> WHAT TO PRODUCE: Copy every record exactly, and keep the pictures out.

> MATERIAL:
======

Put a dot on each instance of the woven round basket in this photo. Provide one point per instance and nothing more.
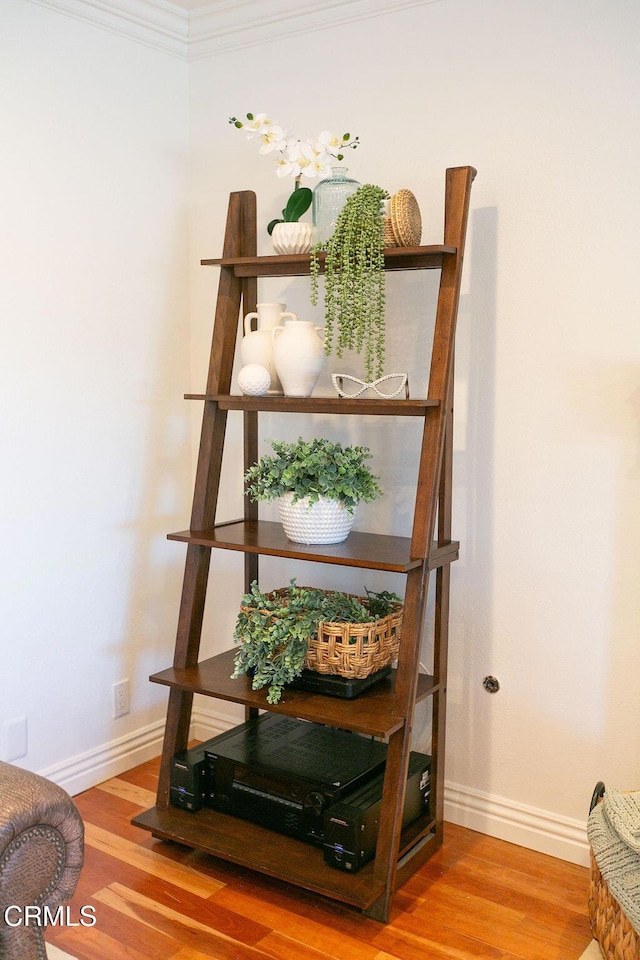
(352, 650)
(610, 925)
(405, 217)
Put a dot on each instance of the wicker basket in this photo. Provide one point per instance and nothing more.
(352, 650)
(609, 923)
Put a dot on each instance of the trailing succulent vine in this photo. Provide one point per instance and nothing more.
(354, 280)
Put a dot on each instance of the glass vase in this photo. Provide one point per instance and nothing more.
(329, 197)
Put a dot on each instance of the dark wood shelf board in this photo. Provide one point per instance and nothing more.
(298, 265)
(369, 714)
(257, 848)
(331, 405)
(370, 551)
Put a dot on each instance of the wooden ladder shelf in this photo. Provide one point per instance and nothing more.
(386, 710)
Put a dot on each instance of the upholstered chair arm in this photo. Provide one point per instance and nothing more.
(41, 855)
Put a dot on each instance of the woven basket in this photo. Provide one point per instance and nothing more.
(609, 923)
(352, 650)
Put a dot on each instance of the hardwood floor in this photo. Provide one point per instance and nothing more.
(476, 899)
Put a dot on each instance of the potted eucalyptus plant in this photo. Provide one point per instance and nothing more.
(354, 298)
(317, 483)
(276, 631)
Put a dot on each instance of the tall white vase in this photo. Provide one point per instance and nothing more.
(257, 345)
(298, 355)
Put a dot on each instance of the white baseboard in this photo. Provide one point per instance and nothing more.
(530, 827)
(88, 769)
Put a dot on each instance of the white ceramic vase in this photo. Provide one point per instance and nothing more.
(257, 345)
(325, 521)
(293, 237)
(298, 355)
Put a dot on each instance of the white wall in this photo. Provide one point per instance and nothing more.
(540, 97)
(95, 341)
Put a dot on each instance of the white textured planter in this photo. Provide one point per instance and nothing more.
(326, 521)
(293, 237)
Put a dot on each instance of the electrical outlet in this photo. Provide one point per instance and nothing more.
(120, 699)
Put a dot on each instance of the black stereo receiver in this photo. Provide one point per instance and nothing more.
(351, 825)
(283, 773)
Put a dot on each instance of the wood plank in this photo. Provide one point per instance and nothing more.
(149, 861)
(368, 551)
(370, 714)
(450, 909)
(298, 265)
(357, 407)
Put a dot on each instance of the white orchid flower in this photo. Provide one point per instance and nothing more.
(320, 166)
(259, 124)
(286, 167)
(329, 143)
(273, 138)
(295, 157)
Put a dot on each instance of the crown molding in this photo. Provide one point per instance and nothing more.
(155, 23)
(195, 29)
(223, 26)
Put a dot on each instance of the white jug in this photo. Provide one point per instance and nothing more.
(298, 354)
(257, 345)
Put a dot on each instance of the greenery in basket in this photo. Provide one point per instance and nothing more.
(314, 468)
(354, 296)
(274, 629)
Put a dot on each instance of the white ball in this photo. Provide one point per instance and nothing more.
(254, 380)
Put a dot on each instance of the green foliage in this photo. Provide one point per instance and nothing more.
(297, 204)
(274, 629)
(354, 280)
(313, 468)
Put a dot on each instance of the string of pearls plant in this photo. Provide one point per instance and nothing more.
(354, 297)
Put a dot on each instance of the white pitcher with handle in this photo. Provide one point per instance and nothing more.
(256, 345)
(298, 354)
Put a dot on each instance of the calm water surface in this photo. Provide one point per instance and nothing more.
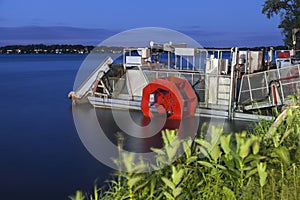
(41, 154)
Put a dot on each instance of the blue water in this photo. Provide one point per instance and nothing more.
(41, 154)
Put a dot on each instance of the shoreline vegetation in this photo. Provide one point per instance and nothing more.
(81, 49)
(263, 163)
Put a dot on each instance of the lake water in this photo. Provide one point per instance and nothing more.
(42, 156)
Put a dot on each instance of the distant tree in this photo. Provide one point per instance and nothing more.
(289, 11)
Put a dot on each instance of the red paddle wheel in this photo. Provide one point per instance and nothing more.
(172, 96)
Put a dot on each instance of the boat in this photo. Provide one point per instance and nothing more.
(180, 81)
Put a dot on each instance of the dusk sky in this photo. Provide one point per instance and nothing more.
(212, 23)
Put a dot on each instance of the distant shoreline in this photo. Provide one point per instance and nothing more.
(81, 49)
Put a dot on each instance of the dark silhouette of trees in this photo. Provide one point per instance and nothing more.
(289, 12)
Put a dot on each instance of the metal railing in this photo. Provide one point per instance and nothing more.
(255, 88)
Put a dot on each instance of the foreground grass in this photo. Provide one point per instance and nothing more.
(262, 164)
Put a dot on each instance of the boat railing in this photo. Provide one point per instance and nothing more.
(268, 88)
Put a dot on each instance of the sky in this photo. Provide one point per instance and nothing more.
(213, 23)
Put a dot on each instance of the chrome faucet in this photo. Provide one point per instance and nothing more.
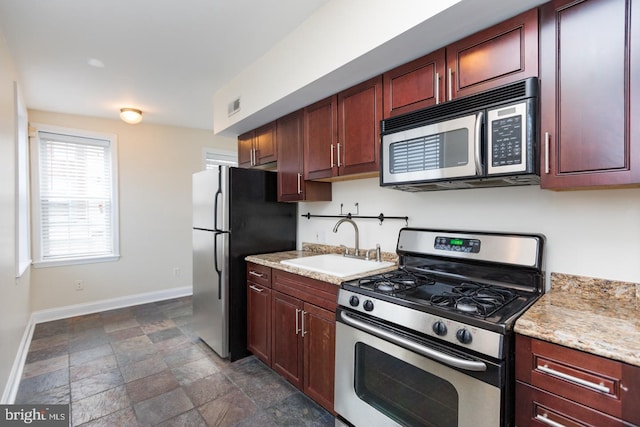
(355, 227)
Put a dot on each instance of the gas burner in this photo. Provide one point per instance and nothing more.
(473, 298)
(394, 282)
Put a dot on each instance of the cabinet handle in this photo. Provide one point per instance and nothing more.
(303, 331)
(253, 273)
(544, 420)
(546, 152)
(597, 387)
(332, 163)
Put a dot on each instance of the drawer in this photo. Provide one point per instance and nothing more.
(535, 407)
(596, 382)
(259, 274)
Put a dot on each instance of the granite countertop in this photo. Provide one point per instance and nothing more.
(597, 316)
(308, 249)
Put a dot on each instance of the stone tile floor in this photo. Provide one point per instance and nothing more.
(144, 366)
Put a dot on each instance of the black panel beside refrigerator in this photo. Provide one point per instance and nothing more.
(237, 209)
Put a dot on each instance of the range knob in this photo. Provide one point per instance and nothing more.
(368, 305)
(440, 328)
(464, 336)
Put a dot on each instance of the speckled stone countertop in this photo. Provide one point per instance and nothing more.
(597, 316)
(309, 249)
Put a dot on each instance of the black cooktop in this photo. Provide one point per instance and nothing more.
(461, 299)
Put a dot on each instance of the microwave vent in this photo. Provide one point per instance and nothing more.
(523, 89)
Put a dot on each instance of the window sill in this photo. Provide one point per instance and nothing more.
(75, 261)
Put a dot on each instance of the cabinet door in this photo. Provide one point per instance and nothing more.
(590, 93)
(289, 134)
(359, 115)
(504, 53)
(319, 336)
(415, 85)
(265, 144)
(286, 342)
(259, 321)
(245, 150)
(291, 183)
(320, 134)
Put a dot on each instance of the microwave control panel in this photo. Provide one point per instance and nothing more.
(508, 147)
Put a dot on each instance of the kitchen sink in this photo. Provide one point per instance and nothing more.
(337, 265)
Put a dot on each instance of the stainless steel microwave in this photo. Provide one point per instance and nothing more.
(483, 140)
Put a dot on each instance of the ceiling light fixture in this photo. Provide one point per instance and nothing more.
(131, 115)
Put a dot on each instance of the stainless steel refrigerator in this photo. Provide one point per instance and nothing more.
(235, 214)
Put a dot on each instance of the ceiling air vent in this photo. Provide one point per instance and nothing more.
(233, 107)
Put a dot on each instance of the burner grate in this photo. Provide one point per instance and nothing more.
(473, 298)
(394, 282)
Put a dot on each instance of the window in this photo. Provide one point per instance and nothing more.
(75, 207)
(213, 158)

======

> PROBLEM SOLUTION:
Put a dot on each instance of the woven round basket in this photo. Provide one point per instance and nothing more.
(352, 650)
(610, 925)
(405, 217)
Put a dot on each instance of the wicker basket in this photo. Provide one point per instance and nothing more.
(352, 650)
(609, 923)
Put a dot on each instance of the trailing succulent vine in this photo. Provide one point per instance and nothing more.
(354, 280)
Put a dot on each instance of the glass vase in this photo. Provide one point per instance and nothing more.
(329, 197)
Put a dot on each instance of the dark wood shelf board in this photo. Provide one point per instance and nothing more.
(298, 265)
(369, 714)
(257, 848)
(331, 405)
(370, 551)
Put a dot on each instance of the wooden ladder shelf in this photo. Provide one point per instance and nothing more.
(386, 710)
Put a dot on each instance of the upholstered chair arm in this photo. Provide one point per instance and nothing more.
(41, 855)
Put a dot on each instance of the woven basket in this photo. Provide one point per instance and nothing more.
(609, 923)
(352, 650)
Put a dot on each instance of the hardwood floor in this photo. Provide one point per instance and nothing more.
(476, 899)
Put a dot on each instance of the potted eucalyptus plant in this photo. Provide one point per instance and nothing more.
(354, 298)
(317, 483)
(276, 631)
Put a dot on each instance of the tall white vase in this photo. Provide one point per instance and nothing more.
(257, 345)
(298, 355)
Put a dot on each instance of the white baseboard in this photo. Provide one point per instance and nothing more.
(530, 827)
(88, 769)
Put a dot on each instance of the white ceramic vase in this photo. Provide one point per instance and nothing more.
(257, 345)
(325, 521)
(293, 237)
(298, 355)
Put a dot on each instance of the white wall in this photo. Provide one point per instance and nothing more.
(540, 97)
(95, 341)
Put a dot on each instance of the white textured planter in this photo. Provide one point per instance and nothing more.
(326, 521)
(293, 237)
Put a dot on each instance of the electrical outlet in this photo. Provide one point per instance and nothing more.
(120, 699)
Put a dot on each instance of the black stereo receiver in this photo. Provide one point per instance and nothing more.
(351, 825)
(283, 773)
Put a dot on each instance of the wood plank in this photo. Provide one point per instance and nothing more.
(149, 861)
(368, 551)
(370, 714)
(450, 909)
(298, 265)
(357, 407)
Put a dot on each instance of the white orchid flower in this photo. Provide one point per instance and nothing more.
(320, 166)
(259, 124)
(286, 167)
(329, 143)
(273, 138)
(295, 157)
Put a dot on each instance of the crown molding in this photo. Provide one point per instance and nothing more.
(155, 23)
(195, 29)
(223, 26)
Put a dot on each instance of the white jug in this photo. Provide one point per instance and nothing more.
(298, 354)
(257, 345)
Put a dot on each instance of the greenery in basket in this photo. Provide one point per instance and nothing more.
(314, 468)
(354, 296)
(274, 629)
Put a dot on each instance of the white ball in this photo. Provide one point per instance and nothing more.
(254, 380)
Put a dot on each instance of the green foliage in this photo. Provide one point per instance and nothing more.
(297, 204)
(274, 629)
(354, 280)
(313, 468)
Put a dot on each instance of the string of pearls plant in this photo. Provide one point per instance and nothing more.
(354, 297)
Put a dot on each instance of the white pitcher with handle in this photo. Provide one point per instance and nothing more.
(256, 345)
(298, 354)
Put a dot on each instance of the calm water surface in this photo. Provide one point per instance and nothing more.
(41, 154)
Put a dot on each instance of the blue water in this photo. Provide one point per instance and nothing more.
(41, 154)
Put a dot on each instance of the shoreline vegetation in this photo. Provide one point per instance and nothing more.
(81, 49)
(263, 163)
Put a dot on each instance of the lake water in this photo. Provide one point per instance and nothing more.
(42, 156)
Put a dot on each instance of the distant tree in this photo. Provide one point per instance and nothing more.
(289, 11)
Put a dot on each instance of the red paddle wheel in this photo. Provide one point per instance and nothing more.
(172, 96)
Put a dot on each instance of the boat in this photo. Provide one point per instance and nothing more.
(180, 81)
Put a dot on each instance of the dusk sky in this photo. Provide one point per instance and nothing more.
(212, 23)
Put a dot on each instance of the distant shoreline in this photo. Provide one point per instance and nothing more.
(81, 49)
Put a dot on each instance of the dark silhouette of trees in this photo. Provide one point per instance and nothing more.
(289, 12)
Put a dot on each instance of the metal railing in this photo. Provide one point per instance and nothing more.
(255, 88)
Put a dot on each instance of the foreground grass in this photo. Provide one point per instance and nothing more.
(262, 164)
Put a dot on each instance of the boat railing in this photo. Provide one point per instance and nothing more.
(268, 88)
Put a dot on each instance of the sky in this photo. Provide one point per instance and nothing more.
(213, 23)
Put a dot on each instance of the chrome faucet in this photo. Provide one point per instance and nothing more.
(355, 227)
Put a dot on each instance of the gas burner in this photo. Provide one point per instance and nothing more.
(473, 298)
(394, 282)
Put a dot on each instance of the cabinet handle in this photo. Provide one point per instance and nothing more.
(303, 331)
(253, 273)
(544, 420)
(546, 152)
(597, 387)
(332, 163)
Put a dot on each instance of the drawer in this photo. Provide one point per instance and nothing more.
(535, 407)
(596, 382)
(259, 274)
Put a dot on each instance of the granite countertop in this photo. Provide one point per instance and nothing more.
(597, 316)
(308, 249)
Put a dot on each instance of the stone tile floor in this photo. Provide one point per instance and nothing more.
(144, 366)
Put a dot on each instance of the black panel beside refrigerator in this photo. Provide one point per instance and nothing more.
(237, 209)
Put a dot on each instance of the range knob in this photo. Provide one point per instance and nothing more.
(368, 305)
(440, 328)
(464, 336)
Put a dot on each instance of the speckled stone countertop in this photo. Provide one point per instance and nothing more.
(597, 316)
(309, 249)
Put a dot on each instance of the black cooktop in this photo. Provide one point per instance and nothing more.
(461, 299)
Put a dot on each instance of the microwave vent in this photo. Provide one point per instance and nothing more.
(523, 89)
Put a dot on each instance of the window sill in this photo. Provide one point per instance and nothing more.
(75, 261)
Put a dot on each instance of the cabinet door in this photo. Provide one point per instance and nothing more.
(590, 93)
(289, 134)
(359, 115)
(504, 53)
(319, 336)
(415, 85)
(265, 144)
(286, 342)
(259, 321)
(245, 150)
(291, 183)
(320, 134)
Put a dot on each instance of the microwave control panel in this photo. Provide one point per instance and nothing more.
(508, 147)
Put a dot on each instance of the kitchen sink in this photo. Provide one point per instance and nothing more.
(337, 265)
Put a dot on each instance of the stainless steel microwave in this photo. Provide one point per instance and nothing more.
(483, 140)
Put a dot on each instance of the ceiling light fixture in this photo. Provide one point per instance and nothing more.
(131, 115)
Put a dot on each instance of the stainless steel refrigerator in this photo. Provide one point per instance and nothing more.
(235, 214)
Put a dot on each instance of the ceiling air vent in this photo. Provide one point per instance and nothing more.
(233, 107)
Put a dot on each instance of the burner grate in this photo. Provide one point per instance and nothing more.
(473, 298)
(394, 282)
Put a dot on each instance of the window in this photo. Provide one point per instance and nothing more.
(75, 207)
(213, 158)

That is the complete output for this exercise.